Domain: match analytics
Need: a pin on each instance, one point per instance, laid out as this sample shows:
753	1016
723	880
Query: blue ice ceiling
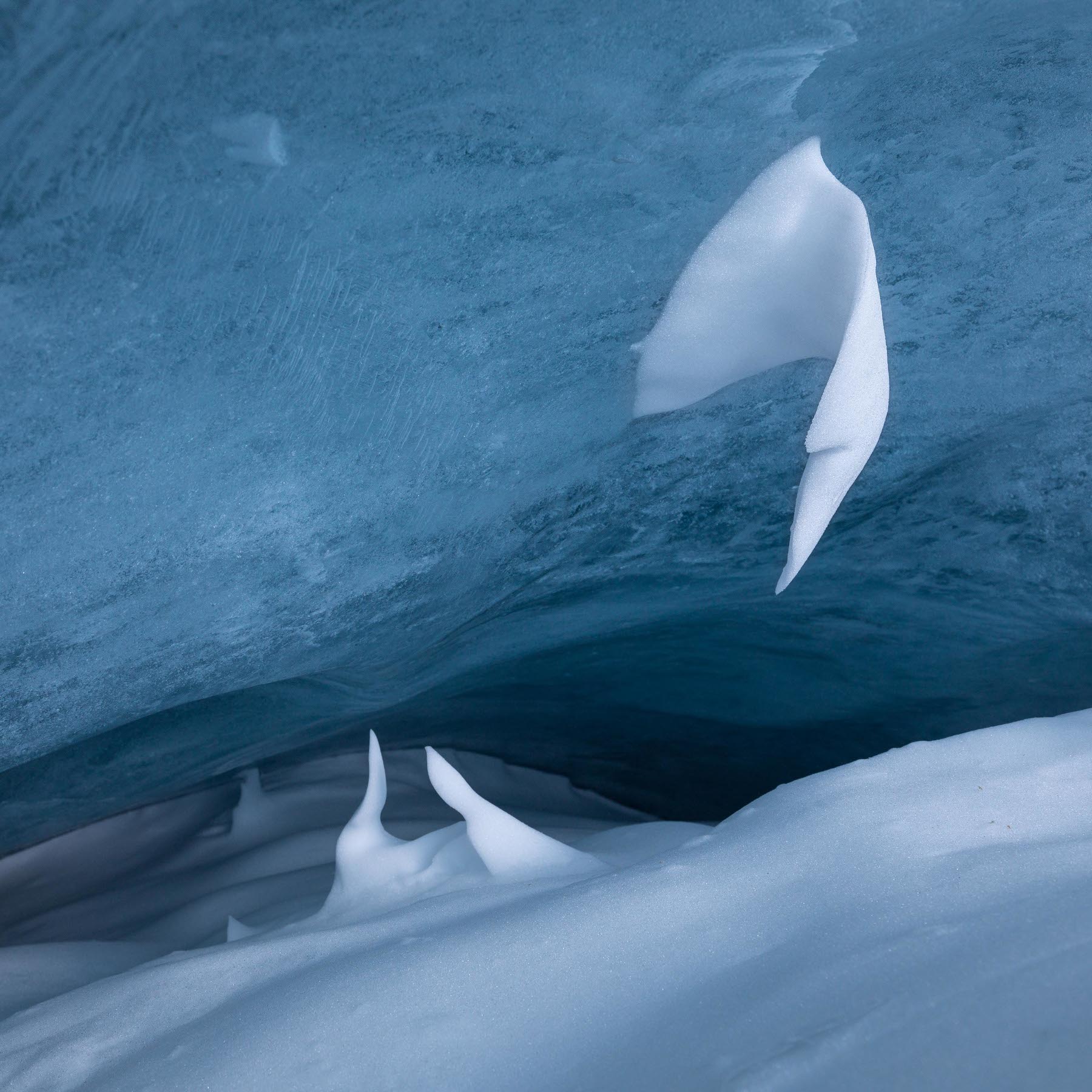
293	450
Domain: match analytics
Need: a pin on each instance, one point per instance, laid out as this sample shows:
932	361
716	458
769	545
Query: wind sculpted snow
914	920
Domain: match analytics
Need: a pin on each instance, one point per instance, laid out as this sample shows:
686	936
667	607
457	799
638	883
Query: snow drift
915	920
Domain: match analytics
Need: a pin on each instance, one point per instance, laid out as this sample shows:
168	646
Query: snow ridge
789	273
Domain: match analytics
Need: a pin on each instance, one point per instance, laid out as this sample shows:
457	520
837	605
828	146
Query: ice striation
255	138
789	273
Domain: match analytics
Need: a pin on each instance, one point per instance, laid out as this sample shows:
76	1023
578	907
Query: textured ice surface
346	442
917	920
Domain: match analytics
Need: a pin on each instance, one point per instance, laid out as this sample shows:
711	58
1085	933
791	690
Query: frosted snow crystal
255	138
789	273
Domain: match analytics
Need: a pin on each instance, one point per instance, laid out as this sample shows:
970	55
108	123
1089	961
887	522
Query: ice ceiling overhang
315	339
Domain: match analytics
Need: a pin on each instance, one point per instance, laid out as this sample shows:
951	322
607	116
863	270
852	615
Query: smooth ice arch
789	273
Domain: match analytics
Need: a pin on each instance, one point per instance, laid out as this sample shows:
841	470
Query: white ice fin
510	849
236	931
789	273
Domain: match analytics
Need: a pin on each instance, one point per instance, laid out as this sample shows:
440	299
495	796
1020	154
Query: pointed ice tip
375	797
508	848
787	576
236	931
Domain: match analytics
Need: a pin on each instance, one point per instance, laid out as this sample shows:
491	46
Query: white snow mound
918	920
☆ ☆ ☆ ☆ ☆ ☆ ☆
WHAT NEEDS TO BE DONE | Copy all the data exactly as written, but skip any picture.

WRITTEN ANSWER |
Domain: match analytics
Need: a pin on each instance, one point per instance, laid out as this sample shows:
753	1016
723	880
Query: blue ice ceiling
293	450
Domain: match analytics
Need: a pin on each instance, one point per instance, laid out as this sample shows:
932	361
716	458
769	545
Query: wind sculpted snow
914	920
Domain: match analytics
Need: a pin on each instance, one point per instance, laid out as this sample shows:
686	936
667	607
457	799
638	883
Query: snow drift
915	920
Domain: match analytics
Need: a pin on each instance, one point per instance, laid out as this sample shows:
168	646
Query: snow ridge
789	273
Domain: match analytics
Need: a pin on each instance, one point per instance, laid out as this sample shows:
457	520
837	605
828	146
Query: ice striation
255	138
789	273
Domain: match analytics
Need: a pin on each instance, one point per instance, laid out as this sample shows:
76	1023
578	907
Query: textured ice surface
346	442
917	920
Domain: match analytics
Need: a pin on each instance, one point per instance, laid out as this sample shows:
711	58
1085	933
791	690
Query: frosted snow crystal
255	138
789	273
Domain: match analytics
Need: a pin on each instance, one point per instance, laid out as this sample shows:
970	55
108	123
1089	961
887	522
Query: ice ceiling overhang
315	339
Domain: match analytics
Need: a pin on each instance, one point per instance, laid out as this sample shows:
951	322
607	116
863	270
852	615
Query: smooth ice arch
789	273
Domain: match analytics
Need: a pin on each instance, one point per instance, laid out as this sample shows:
841	470
Query: white ice fin
510	849
236	931
789	273
Domain: match analytics
Need: a pin on each instance, one point per instance, laid out as this sample shows:
440	299
495	796
1020	154
Query: pointed ice tip
375	797
508	848
787	576
236	931
Domain: match analytics
Need: a pin on each instance, one point per instance, laid out as this sample shows:
491	46
Query: white snow mound
918	920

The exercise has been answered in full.